## [EXTRAIT FOURNI]
Samia, Kamel, Ali, Souad, Amel et les autres, des
prénoms typiquement algériens, des enfants comme tous les autres enfants, rieurs,
espiègles, frondeurs, calmes ou agités. A les voir aller et venir, insouciants
et infatigables, on se croirait dans n'importe quelle école, même si la
différence d'âge laisse deviner que l'endroit n'est pas aussi normal qu'on le
croit. Puis on se surprend à les regarder d'une manière curieuse, cherchant à
lire la différence entre eux et les autres enfants, mais nous ne trouvons qu'un
regard furtif et grave qui essaie de se cacher ou un visage volontairement dur
ou moqueur pour ne pas laisser transparaître autre chose. En effet, nous sommes
dans le village SOS Enfants de Draria, le seul qu'a
réussi à ouvrir en Algérie SOS-Kinderdof
International, une ONG sociale allemande présente dans 132 pays et qui s'est
donné pour but principal l'accueil des enfants qui ont perdu leurs foyers, leur
sécurité et leurs familles.

## [CONSIGNE 1]
Dans le texte sur le village SOS Enfants de Draria, dans combien de pays l'ONG allemande est-elle présente ?
## [CONSIGNE 2]
Poursuivez le texte sur le village SOS Enfants de Draria après sa dernière phrase.

## [ENTRÉES EXTRAITES]
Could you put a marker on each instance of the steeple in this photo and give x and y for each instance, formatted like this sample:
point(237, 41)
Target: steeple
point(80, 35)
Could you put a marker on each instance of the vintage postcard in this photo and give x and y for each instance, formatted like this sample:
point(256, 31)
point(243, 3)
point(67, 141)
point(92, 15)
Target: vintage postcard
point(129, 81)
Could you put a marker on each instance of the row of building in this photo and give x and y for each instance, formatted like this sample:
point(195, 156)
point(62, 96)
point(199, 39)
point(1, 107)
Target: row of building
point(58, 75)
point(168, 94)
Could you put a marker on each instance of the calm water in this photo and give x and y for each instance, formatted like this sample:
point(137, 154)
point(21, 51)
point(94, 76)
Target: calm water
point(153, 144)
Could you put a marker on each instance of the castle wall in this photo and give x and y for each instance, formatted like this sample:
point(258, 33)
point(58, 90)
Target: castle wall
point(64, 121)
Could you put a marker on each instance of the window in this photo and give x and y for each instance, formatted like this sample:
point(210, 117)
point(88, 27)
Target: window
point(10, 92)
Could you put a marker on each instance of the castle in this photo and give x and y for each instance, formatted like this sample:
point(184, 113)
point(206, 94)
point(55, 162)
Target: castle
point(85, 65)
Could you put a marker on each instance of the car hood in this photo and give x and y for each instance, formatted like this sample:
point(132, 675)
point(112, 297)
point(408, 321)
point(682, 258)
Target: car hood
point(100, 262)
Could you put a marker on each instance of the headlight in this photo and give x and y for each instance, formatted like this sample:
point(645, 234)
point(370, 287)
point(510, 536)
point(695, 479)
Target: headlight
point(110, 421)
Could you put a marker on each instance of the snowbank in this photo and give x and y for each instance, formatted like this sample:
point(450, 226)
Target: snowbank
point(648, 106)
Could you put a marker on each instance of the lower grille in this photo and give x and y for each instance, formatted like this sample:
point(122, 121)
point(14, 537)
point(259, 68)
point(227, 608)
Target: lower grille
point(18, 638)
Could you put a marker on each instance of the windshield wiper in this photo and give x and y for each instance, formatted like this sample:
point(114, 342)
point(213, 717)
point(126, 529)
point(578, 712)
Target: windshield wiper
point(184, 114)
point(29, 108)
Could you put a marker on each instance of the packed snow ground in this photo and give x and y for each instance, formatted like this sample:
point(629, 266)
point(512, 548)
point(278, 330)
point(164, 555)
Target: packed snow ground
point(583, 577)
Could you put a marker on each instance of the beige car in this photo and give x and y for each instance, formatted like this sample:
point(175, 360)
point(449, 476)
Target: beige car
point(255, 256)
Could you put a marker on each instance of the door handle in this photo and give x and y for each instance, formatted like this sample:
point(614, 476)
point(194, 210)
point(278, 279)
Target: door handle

## [RÉPONSE 1]
Elle est présente dans 132 pays.

## [RÉPONSE 2]
A Draria, ils
sont 195 enfants des deux sexes, âgés de quelques mois à plus de 25 ans, qui
ont retrouvé l'amour maternel perdu pour diverses raisons, la sécurité et la
force d'un père qu'ils n'ont jamais connu et la chaleur d'un foyer qui leur
offre le gîte et le couvert. Ces enfants sont placés là par le juge des mineurs
quand ils sont en danger moral et physique et qu'ils n'ont personne pour
s'occuper d'eux. L'enfant ainsi accueilli est placé dans une famille avec une
mère SOS spécialement formée au sein du village, qui perçoit un salaire et vit
avec les enfants comme une véritable mère, sans les quitter, s'occupant de tous
leurs besoins et les aide dans tous les cas. Le village est constitué de
maisons dans lesquelles évoluent la mère SOS aidée d'une tante SOS ainsi qu'un
nombre d'enfants entre 5 et 9.
Samia, 11 ans, qui poursuit ses études en 1ère
année moyenne, ne laisse nullement transparaître sa solitude, adulte avant
l'âge, se cachant derrière un rire ininterrompu et des mouvements continuels, comme
pour éviter de penser à autre chose qu'à sa condition de ‘sans père et sans
mère'. Elle finit pourtant par le dire, avec un brin de détachement comme si la
chose ne la concernait pas en profondeur: «Je ne connais pas ma véritable mère,
maintenant ma mère c'est N. et mon père, c'est le directeur du village, et il
est le père de tous ceux qui sont ici». Pour en revenir au 1er juin qui est la
fête de tous les enfants du monde, les enfants de SOS Village d'enfants de Draria la vivent intensément en compagnie de l'entreprise
turque Hayat qui fabrique à Bouinan
des détergents et des produits d'hygiène corporelle. Chaque année à pareille
date, Hayat organise une
sympathique fête à laquelle participent la plupart des enfants du village, les
adolescents et les jeunes filles préférant sortir pour aller se promener en ville,
bien que beaucoup y restent. Plusieurs manifestations sont prévues au terme
desquelles des prix et des cadeaux sont remis à tous les enfants sans
distinction.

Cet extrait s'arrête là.